→ **Actividades**:
A. En el texto sobre el juego en el trabajo, ¿qué responde a veces una mujer cuando le preguntan qué es lo primero que mira en un hombre?
B. Sigue escribiendo el texto sobre el juego en el trabajo justo después de su última frase.

→ **Fragmento seleccionado**:
=-=-=-=-=

A veces me pasa que hago un juego en mi trabajo con las personas que están en la misma sala que yo.
Me gusta jugar.
No os cuento en qué trabajo porque contar es terrible y me gusta jugar, y entonces el juego es adivinar en qué trabajo.
Vuelvo a la situación anterior: estoy en mi trabajo y el juego consiste en preguntarle a una mujer: "¿Qué es lo primero que miras en un hombre?".
Podéis imaginar mi desconcierto, mi incomodidad, cuando alguna responde que "los zapatos".
¡Los zapatos!
"Sí, porque los zapatos dicen muchas cosas de un hombre. Yo nunca podría salir con alguien que lleva los zapatos sucios, por ejemplo".
Yo no me atrevo a mirarme los pies en ese momento.
Si mi mirada descendiera, llegaría hasta unos bajos de pantalón arremangados y unos zapatos marcados por gotas de charcos, polvo de las calles, tiempo y ausencia.
Ausencia, entre otras, de betún.
Entonces pienso que esa mujer no es interesante, qué superficialidad; unos zapatos son un libro escrito y cuentan muchas cosas.
¿Veis porqué contar es terrible?
Y mi neurona me indica que tengo algo contra esa mujer que me juzga.
Es que soy un poco orgulloso.
¡Pero eso a vosotros qué os importa! Si estuvieráis enfrente de mí no me habriáis dejado terminar esta ("Pues yo...."), insisto, esta frase.

=-=-=-=-=

→ **Extractos de datos**:
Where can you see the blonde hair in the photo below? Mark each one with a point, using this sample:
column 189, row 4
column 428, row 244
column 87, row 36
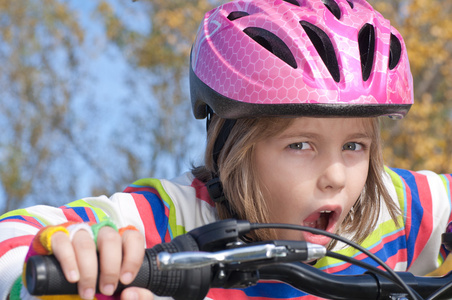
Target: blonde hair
column 242, row 187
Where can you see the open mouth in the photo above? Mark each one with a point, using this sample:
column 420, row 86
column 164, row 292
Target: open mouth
column 321, row 221
column 325, row 220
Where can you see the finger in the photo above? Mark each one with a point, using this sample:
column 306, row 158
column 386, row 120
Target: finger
column 109, row 246
column 134, row 293
column 86, row 256
column 64, row 253
column 133, row 254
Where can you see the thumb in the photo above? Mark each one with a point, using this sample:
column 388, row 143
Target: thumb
column 134, row 293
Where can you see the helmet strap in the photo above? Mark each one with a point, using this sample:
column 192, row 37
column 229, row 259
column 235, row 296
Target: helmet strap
column 214, row 185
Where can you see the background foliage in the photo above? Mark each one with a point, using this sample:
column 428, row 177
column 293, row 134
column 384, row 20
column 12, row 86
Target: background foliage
column 61, row 134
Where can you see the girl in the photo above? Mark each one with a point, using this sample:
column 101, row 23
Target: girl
column 292, row 91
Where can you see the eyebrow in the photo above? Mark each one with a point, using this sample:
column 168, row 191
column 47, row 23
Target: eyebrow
column 311, row 135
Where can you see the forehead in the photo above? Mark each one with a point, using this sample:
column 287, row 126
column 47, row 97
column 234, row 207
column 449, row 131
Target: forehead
column 278, row 126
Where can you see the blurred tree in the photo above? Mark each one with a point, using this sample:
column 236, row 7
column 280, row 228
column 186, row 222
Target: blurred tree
column 39, row 73
column 159, row 55
column 423, row 139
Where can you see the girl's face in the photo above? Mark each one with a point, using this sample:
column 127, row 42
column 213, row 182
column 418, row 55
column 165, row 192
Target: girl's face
column 313, row 172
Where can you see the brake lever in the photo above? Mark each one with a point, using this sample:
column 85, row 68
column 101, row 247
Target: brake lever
column 275, row 251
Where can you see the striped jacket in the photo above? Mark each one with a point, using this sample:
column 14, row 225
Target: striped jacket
column 163, row 209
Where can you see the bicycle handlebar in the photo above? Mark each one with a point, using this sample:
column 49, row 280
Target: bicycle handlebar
column 188, row 266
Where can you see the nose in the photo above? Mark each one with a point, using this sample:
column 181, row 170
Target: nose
column 333, row 174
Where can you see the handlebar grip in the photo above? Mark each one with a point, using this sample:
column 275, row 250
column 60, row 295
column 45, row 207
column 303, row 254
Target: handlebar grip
column 44, row 275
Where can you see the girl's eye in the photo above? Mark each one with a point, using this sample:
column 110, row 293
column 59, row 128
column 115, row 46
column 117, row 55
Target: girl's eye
column 300, row 146
column 352, row 146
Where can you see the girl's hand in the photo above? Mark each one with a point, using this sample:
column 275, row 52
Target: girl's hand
column 120, row 259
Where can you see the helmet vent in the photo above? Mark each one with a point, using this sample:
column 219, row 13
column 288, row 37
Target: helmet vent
column 237, row 15
column 333, row 7
column 272, row 43
column 324, row 47
column 366, row 41
column 294, row 2
column 395, row 52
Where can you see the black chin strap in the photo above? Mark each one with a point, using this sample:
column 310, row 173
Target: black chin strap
column 214, row 186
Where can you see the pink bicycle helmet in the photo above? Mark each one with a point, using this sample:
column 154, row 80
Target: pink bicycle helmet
column 255, row 58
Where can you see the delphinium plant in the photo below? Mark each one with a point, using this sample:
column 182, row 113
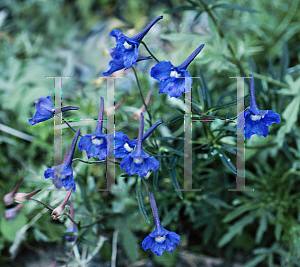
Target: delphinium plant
column 162, row 158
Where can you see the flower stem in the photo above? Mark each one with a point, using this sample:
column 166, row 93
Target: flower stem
column 154, row 210
column 66, row 122
column 100, row 116
column 93, row 162
column 142, row 42
column 141, row 131
column 141, row 93
column 51, row 209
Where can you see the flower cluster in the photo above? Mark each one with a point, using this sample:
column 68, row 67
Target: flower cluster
column 133, row 159
column 256, row 121
column 160, row 239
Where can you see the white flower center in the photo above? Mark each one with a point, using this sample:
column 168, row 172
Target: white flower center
column 138, row 160
column 97, row 141
column 127, row 147
column 160, row 239
column 127, row 45
column 174, row 74
column 255, row 117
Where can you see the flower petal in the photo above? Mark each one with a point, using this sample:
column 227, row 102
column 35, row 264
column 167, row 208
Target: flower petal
column 161, row 70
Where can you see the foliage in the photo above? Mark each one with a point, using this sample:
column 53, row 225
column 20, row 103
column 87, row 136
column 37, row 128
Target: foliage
column 256, row 37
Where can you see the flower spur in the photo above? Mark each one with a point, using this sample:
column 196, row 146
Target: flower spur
column 168, row 75
column 123, row 145
column 160, row 239
column 256, row 121
column 63, row 174
column 126, row 51
column 45, row 110
column 95, row 144
column 138, row 162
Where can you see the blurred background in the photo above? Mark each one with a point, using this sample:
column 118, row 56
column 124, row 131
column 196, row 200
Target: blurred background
column 217, row 227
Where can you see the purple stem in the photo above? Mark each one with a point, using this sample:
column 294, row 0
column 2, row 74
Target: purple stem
column 140, row 136
column 71, row 209
column 154, row 210
column 151, row 129
column 33, row 193
column 17, row 187
column 187, row 62
column 100, row 117
column 63, row 204
column 69, row 158
column 69, row 108
column 142, row 34
column 253, row 105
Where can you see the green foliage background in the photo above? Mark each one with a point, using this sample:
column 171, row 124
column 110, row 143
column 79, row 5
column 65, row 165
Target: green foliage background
column 71, row 38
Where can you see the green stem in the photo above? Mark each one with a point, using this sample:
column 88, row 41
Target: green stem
column 149, row 52
column 270, row 80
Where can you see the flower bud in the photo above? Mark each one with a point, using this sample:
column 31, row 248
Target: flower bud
column 10, row 214
column 22, row 197
column 59, row 211
column 9, row 198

=-=-=-=-=

→ **Respuestas**:
A. Los zapatos.

B.
Otras veces, -vuelvo al juego-, alguna picarona dice: "Pues yo, me fijo primero en el culo. Si está de espaldas, claro. Jajajajajaja".
No estoy muy orgulloso de mi culo aunque es pasable. No lo pienso describir porque describir es contar.
El éxtasis es cuando alguna responde: "Pues yo, en la mirada".
Eso sí.
Eso es una mujer sensible teniendo en cuenta que mi mirada es huidiza, tierna y melancólica con un punto de lascivia.
Ahí sí me doy por aludido.

No soy, como he dicho, el único que no tiene nada que contar. Hay gente que cuando te ve se queda en blanco y suelta: "¿Qué me cuentas...?". Y tú dices: "Pues nada", e inmediatamente empiezas a contar cosas. O lo intentas, porque al final de la primera frase, cuando has caído en la trampa del cazador, te interrumpe porque estás confiado, y dispara: "Pues yo....".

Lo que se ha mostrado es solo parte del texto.